■ ZIEL DER ÜBUNG ■
Schreib den Abschnitt der Buchbesprechung von „Sugarplum Fairy sind“ bis hinunter zu „Mando-Diao-Sängers Gustaf Norén.“ noch einmal ab. Ersetze dabei „Gitarristen“ durch „Musiker“.

Michelle Szellas teilt ihre Lese-Eindrücke zu Kristian Gidlunds Buch „Nach mir das Leben: Was ich am meisten vermissen werde, wenn ich nicht mehr bin“.
Der musikalische Hintergrund
Dieses Buch des Schlagzeugers der schwedischen Band „Sugarplum Fairy“ entstand zunächst als Blog: „I Kroppen Min“, deutsch: „In meinem Körper“. Dann beschloss Kristian Gidlund, den Blog als Buch herausgeben zu lassen.
Sugarplum Fairy sind sowohl musikalisch als auch tatsächlich die kleinen Brüder der schwedischen Band „Mando Diao“. Die Gitarristen und Sänger Victor und Carl Norén sind die Brüder des ehemaligen Mando-Diao-Sängers Gustaf Norén.
Die Diagnose
In dem Buch geht es eher nebensächlich um Musik oder die Band, auch wenn sie immer wieder Erwähnung finden. Die Handlung setzt mit dem Tag an, an dem Kristian Gidlund seine Diagnose erhält: Magenkrebs. Mit 27.
Gidlund beginnt einen zermürbenden Kampf gegen den Krebs, gegen seine düsteren Gedanken, gegen seinen eigenen Körper und gegen seine Krankenkasse.
Er berichtet von allem, was sein Leben lebenswert macht: von der Liebe für seine Freunde, seine Familie und seiner Dankbarkeit, dass sie alle für ihn da sind.
Der Leser wird eindrücklich und drastisch durch die Chemotherapie geführt – und durch die Gedanken des Autors. Er beschreibt in manchmal fast grausamer Genauigkeit die Auswirkungen der Krankheit und der Behandlung auf seinen Körper.
Manchmal schreibt Gidlund düstere Gedichte, führt den Leser durch seine Albträume oder schmiedet Pläne für sein Leben, nachdem er den Krebs überwunden haben wird. Denn Hoffnung ist ein großer Teil von Gidlunds Geschichte.
Der erste Teil des Buches endet mit seinem letzten Blogeintrag, in dem er sich an seine Leser wendet: „Danke, dass ihr gelesen habt. Dass ihr Liebe und Anteilnahme gezeigt habt. Danke für eure Wärme. Es war ein seltsames Jahr. Jetzt wartet etwas anderes. Der Blog ‚In meinem Körper‘ ist tot. Lang lebe mein Körper.“
Wunderschönes Ende. Wenn es denn das Ende des Buches gewesen wäre.
Zweiter Akt
Der zweite Teil beginnt abermals mit einer Diagnose: Der Krebs ist zurück. Und man kann nichts mehr machen.
Wieder hadert Kristian Gidlund mit sich, mit der Diagnose. Ist wütend, fühlt sich vom Leben und seinem Körper unfair behandelt und lässt seiner Wut und Fassungslosigkeit literarisch freien Lauf.

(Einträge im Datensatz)
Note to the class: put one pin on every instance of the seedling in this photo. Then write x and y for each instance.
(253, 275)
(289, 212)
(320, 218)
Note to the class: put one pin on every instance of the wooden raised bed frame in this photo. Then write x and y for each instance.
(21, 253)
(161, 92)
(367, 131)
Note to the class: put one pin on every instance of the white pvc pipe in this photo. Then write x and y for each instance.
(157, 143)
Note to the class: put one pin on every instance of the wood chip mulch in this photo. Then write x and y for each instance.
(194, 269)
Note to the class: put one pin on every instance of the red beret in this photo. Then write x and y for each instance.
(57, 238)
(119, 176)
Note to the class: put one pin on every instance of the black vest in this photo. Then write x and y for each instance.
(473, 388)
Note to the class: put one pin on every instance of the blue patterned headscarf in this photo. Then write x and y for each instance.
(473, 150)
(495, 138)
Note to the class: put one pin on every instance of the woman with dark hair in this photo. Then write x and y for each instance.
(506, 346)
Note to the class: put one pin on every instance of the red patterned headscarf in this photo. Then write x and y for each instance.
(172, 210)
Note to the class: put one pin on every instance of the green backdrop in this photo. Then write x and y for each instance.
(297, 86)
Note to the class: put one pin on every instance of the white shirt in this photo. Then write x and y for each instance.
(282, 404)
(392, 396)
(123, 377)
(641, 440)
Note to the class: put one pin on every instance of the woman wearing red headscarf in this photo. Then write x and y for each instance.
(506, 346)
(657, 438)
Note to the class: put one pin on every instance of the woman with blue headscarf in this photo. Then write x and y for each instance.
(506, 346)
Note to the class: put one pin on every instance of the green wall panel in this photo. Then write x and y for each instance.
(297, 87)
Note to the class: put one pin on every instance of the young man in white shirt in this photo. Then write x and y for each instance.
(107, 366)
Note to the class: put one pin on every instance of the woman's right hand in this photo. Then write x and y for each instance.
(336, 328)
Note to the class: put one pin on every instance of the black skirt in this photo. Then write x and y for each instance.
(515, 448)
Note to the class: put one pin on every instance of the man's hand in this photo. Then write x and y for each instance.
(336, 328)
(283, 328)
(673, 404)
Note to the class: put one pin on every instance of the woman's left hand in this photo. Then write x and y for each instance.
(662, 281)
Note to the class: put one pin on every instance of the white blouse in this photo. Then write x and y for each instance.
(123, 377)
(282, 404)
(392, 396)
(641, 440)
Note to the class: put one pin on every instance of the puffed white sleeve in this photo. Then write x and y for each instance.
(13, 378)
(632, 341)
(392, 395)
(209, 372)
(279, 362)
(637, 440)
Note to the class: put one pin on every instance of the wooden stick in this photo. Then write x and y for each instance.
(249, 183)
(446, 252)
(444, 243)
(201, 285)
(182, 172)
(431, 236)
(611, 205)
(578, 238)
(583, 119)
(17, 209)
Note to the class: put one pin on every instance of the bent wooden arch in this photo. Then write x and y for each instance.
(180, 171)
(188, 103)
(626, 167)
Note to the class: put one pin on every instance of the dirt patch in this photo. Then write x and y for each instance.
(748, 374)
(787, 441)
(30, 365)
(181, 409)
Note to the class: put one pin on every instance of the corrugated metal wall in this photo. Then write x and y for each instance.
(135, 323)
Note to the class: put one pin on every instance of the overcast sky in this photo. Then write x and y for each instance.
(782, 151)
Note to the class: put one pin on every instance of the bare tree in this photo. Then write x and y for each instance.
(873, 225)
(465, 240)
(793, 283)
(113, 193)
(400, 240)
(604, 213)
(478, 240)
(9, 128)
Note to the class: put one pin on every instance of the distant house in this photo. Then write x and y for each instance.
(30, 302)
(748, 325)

■ ANTWORT ■
Sugarplum Fairy sind sowohl musikalisch als auch tatsächlich die kleinen Brüder der schwedischen Band „Mando Diao“. Die Musiker und Sänger Victor und Carl Norén sind die Brüder des ehemaligen Mando-Diao-Sängers Gustaf Norén.